▶ **Gestellte Aufgabe A**
Wie viele rechte Übergriffe hat die Opferberatungsstelle Reach Out laut dem Text über den Prenzlauer Berg für das laufende Jahr bislang verzeichnet?
▶ **Gestellte Aufgabe B**
Gib aus dem Text über den Prenzlauer Berg den Abschnitt von "Und dennoch, auch" bis "im Prenzlauer Berg." wortgetreu wieder.

▶ **Text**
####

Hier soll es Neonazis geben? Die Sonne scheint vom strahlend blauen Himmel auf den Helmholtzplatz. Die Kinderwagendichte ist hoch, jungdynamische Jogger laufen Slalom um junge Muttis und Vatis. Ein friedliches Bild drängt sich dem geneigten Beobachter auf. Seit jeher steht der Prenzlauer Berg in dem Ruf, ein »Szenekiez« für die Alternativen und »Kreativen« zu sein.
Und dennoch, auch in diesem Stadtteil kommt es zu rassistischen Übergriffen. Die Berliner Opferberatungsstelle Reach Out hat für das laufende Jahr bislang neun rechte Übergriffe verzeichnet. Sie beruft sich auf Zeitungsartikel, Polizeimeldungen und Berichte von Antifagruppen und Opferberatungsstellen. Erst Ende August wurde ein Mann aus Kamerun in der Ostseestraße angegriffen, mit einem Schirm geschlagen und in rassistischer Weise beleidigt. Im Jahr 2005 gab es insgesamt sieben gewalttätige Übergriffe im Prenzlauer Berg.

####

▶ **Gesammeltes Material**
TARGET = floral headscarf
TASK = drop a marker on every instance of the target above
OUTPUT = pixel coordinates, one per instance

####

▶ **Antwort A**
Neun rechte Übergriffe.

▶ **Antwort B**
Und dennoch, auch in diesem Stadtteil kommt es zu rassistischen Übergriffen. Die Berliner Opferberatungsstelle Reach Out hat für das laufende Jahr bislang neun rechte Übergriffe verzeichnet. Sie beruft sich auf Zeitungsartikel, Polizeimeldungen und Berichte von Antifagruppen und Opferberatungsstellen. Erst Ende August wurde ein Mann aus Kamerun in der Ostseestraße angegriffen, mit einem Schirm geschlagen und in rassistischer Weise beleidigt. Im Jahr 2005 gab es insgesamt sieben gewalttätige Übergriffe im Prenzlauer Berg.